Supplied passage

- - - - - - -

There is more than one type of eczema, the most common being atopic which affects parts of the body where there are folds of skin, typically elbows, the back of the knees, between the fingers, on the neck and face. The affected areas can become inflamed, red and cracked with thickened skin.

The first stop is, as always, your GP, but diet can play a role in reducing the severity of symptoms. Atopic eczema is partially linked to a fault in the way the body processes fats. Dietary fats are converted from the original form into useable forms by enzymes resulting in prostaglandins, short-lived hormone-like substances. Prostaglandins can either quash or trigger inflammation depending on which type the body produces. If the enzyme is working then anti-inflammatory hormones are produced from eating fat, yet a faulty enzyme leads to inflammation of the type that typifies eczema.

- - - - - - -

Information given
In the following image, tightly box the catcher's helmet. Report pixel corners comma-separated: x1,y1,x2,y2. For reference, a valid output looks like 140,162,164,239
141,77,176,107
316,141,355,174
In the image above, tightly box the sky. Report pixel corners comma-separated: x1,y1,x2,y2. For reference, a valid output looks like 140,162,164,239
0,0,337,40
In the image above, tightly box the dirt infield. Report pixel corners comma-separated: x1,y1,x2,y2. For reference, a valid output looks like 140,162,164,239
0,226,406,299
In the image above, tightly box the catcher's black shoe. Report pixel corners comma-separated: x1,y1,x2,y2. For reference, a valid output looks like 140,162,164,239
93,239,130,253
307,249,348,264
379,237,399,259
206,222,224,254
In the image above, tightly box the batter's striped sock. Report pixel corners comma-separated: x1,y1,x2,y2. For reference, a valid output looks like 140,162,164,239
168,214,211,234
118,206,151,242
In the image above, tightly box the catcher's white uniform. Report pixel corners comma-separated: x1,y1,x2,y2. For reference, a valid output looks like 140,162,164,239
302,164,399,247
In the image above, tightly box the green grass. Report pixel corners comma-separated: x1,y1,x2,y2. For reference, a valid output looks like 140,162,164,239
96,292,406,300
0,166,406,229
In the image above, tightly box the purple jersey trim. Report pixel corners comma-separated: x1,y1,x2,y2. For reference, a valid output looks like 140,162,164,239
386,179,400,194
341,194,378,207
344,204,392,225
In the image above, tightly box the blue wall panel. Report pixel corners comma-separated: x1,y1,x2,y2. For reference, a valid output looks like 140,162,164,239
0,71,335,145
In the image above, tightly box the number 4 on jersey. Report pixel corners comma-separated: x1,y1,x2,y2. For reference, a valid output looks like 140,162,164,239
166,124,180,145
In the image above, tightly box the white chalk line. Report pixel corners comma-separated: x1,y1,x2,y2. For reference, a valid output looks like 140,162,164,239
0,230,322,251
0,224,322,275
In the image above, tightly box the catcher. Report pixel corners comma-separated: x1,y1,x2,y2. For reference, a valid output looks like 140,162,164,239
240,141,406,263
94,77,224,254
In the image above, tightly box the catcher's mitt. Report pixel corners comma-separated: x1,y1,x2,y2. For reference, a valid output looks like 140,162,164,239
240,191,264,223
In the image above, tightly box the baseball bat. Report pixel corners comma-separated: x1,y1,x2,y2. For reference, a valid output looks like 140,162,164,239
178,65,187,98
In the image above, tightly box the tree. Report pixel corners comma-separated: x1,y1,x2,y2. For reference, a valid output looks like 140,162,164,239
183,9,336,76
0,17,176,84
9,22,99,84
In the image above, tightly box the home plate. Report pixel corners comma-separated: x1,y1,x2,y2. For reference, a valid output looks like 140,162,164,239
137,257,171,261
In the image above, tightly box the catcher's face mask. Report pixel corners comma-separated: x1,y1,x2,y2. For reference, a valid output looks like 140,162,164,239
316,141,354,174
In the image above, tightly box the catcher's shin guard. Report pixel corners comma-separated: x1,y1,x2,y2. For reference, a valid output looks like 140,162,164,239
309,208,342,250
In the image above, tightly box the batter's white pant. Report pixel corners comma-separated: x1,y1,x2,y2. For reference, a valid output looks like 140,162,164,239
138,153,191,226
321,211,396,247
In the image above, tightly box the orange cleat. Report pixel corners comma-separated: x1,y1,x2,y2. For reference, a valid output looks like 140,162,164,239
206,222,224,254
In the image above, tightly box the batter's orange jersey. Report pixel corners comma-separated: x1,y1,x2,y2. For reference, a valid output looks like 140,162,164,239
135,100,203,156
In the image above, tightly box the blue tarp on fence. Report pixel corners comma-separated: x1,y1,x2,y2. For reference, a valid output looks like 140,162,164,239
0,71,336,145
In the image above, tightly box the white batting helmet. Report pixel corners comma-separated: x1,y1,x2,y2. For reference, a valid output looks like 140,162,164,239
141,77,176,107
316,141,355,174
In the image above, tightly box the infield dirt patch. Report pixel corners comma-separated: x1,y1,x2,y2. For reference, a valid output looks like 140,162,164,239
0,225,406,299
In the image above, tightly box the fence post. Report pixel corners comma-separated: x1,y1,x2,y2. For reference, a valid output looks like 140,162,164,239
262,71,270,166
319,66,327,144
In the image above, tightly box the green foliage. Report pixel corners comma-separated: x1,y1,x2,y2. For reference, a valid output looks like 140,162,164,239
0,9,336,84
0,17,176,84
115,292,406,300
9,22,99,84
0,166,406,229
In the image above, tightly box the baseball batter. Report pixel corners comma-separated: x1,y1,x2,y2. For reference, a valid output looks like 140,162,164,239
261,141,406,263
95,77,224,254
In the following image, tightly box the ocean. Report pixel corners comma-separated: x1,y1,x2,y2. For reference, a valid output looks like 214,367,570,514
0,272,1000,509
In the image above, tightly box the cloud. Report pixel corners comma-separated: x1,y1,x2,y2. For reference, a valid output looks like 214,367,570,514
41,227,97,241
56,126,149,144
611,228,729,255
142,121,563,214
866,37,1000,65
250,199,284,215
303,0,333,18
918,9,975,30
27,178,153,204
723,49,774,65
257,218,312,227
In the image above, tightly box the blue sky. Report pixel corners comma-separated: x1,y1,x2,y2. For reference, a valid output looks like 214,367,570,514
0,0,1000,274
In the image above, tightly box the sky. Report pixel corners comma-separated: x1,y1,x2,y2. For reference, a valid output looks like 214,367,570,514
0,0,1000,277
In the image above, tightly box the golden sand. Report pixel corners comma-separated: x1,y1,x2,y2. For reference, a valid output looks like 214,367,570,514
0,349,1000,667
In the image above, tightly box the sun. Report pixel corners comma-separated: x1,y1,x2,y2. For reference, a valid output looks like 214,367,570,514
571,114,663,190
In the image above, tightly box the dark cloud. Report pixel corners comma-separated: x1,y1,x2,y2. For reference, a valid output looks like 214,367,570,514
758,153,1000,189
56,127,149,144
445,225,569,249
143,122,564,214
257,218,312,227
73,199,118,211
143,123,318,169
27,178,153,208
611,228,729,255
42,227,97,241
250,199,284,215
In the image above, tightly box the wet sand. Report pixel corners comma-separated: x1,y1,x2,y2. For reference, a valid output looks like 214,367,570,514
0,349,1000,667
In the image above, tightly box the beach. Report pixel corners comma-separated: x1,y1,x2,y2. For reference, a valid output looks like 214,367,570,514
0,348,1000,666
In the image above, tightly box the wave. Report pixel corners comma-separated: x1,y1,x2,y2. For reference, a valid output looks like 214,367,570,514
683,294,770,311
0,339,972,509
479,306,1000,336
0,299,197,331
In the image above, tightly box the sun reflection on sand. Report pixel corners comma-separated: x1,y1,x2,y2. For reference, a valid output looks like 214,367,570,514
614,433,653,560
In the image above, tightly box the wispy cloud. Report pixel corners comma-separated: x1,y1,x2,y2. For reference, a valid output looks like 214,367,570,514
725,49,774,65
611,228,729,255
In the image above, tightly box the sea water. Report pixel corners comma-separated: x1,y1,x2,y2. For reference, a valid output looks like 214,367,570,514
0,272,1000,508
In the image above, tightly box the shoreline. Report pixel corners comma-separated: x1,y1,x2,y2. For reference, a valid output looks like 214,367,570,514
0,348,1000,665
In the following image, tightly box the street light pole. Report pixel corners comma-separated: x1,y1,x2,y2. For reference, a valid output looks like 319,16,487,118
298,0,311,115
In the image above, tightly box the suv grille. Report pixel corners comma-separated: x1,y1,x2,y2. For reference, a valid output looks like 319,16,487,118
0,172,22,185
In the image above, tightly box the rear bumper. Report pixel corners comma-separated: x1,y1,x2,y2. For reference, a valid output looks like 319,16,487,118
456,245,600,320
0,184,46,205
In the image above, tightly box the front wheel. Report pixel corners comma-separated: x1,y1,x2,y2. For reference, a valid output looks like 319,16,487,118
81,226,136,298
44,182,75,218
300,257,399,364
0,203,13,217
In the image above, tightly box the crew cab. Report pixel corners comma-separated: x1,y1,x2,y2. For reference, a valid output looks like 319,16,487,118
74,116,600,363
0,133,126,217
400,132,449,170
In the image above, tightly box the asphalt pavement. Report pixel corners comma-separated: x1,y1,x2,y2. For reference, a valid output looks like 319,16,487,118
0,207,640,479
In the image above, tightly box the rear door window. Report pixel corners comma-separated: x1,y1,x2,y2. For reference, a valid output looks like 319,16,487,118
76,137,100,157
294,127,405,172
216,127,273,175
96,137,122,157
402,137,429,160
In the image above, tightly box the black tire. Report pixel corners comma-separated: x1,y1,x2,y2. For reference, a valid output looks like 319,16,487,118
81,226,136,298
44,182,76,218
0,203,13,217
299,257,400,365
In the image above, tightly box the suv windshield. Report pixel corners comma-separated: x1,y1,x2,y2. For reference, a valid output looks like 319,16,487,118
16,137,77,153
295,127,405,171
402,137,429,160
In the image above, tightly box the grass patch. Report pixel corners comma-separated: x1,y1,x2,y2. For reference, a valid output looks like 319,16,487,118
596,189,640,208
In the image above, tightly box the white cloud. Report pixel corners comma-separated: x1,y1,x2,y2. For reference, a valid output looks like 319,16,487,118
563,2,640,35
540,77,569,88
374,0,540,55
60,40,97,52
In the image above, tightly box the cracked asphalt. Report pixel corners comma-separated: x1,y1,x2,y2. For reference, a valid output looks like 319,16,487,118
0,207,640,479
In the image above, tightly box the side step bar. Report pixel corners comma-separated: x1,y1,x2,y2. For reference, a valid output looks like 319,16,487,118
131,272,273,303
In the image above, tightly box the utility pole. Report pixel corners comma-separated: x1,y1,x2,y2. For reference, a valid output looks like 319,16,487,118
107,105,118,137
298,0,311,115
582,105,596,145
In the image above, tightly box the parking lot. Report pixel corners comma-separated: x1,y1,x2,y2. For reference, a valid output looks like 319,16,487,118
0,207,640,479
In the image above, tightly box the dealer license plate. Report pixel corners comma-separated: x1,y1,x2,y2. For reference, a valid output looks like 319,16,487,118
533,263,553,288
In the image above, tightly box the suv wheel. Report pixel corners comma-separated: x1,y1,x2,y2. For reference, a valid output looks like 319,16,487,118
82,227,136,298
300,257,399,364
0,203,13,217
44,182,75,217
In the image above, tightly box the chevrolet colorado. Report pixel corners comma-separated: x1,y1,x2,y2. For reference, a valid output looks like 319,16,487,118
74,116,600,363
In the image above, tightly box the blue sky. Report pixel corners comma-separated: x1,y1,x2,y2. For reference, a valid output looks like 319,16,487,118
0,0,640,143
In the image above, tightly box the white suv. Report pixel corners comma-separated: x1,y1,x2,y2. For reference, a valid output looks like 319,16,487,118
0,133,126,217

- - - - - - -

Instructions
• a. From the eczema passage, quote the part that opens with the words containing "The first stop" and closes with "that typifies eczema.".
• b. Answer these questions using the eczema passage:
(i) Which parts of the body does atopic eczema typically affect?
(ii) How does the passage describe prostaglandins?
(iii) What does a faulty enzyme lead to?

Results of the tasks
• a.
The first stop is, as always, your GP, but diet can play a role in reducing the severity of symptoms. Atopic eczema is partially linked to a fault in the way the body processes fats. Dietary fats are converted from the original form into useable forms by enzymes resulting in prostaglandins, short-lived hormone-like substances. Prostaglandins can either quash or trigger inflammation depending on which type the body produces. If the enzyme is working then anti-inflammatory hormones are produced from eating fat, yet a faulty enzyme leads to inflammation of the type that typifies eczema.

• b.
(i) The elbows, the back of the knees, between the fingers, the neck and the face.
(ii) As short-lived hormone-like substances.
(iii) Inflammation of the type that typifies eczema.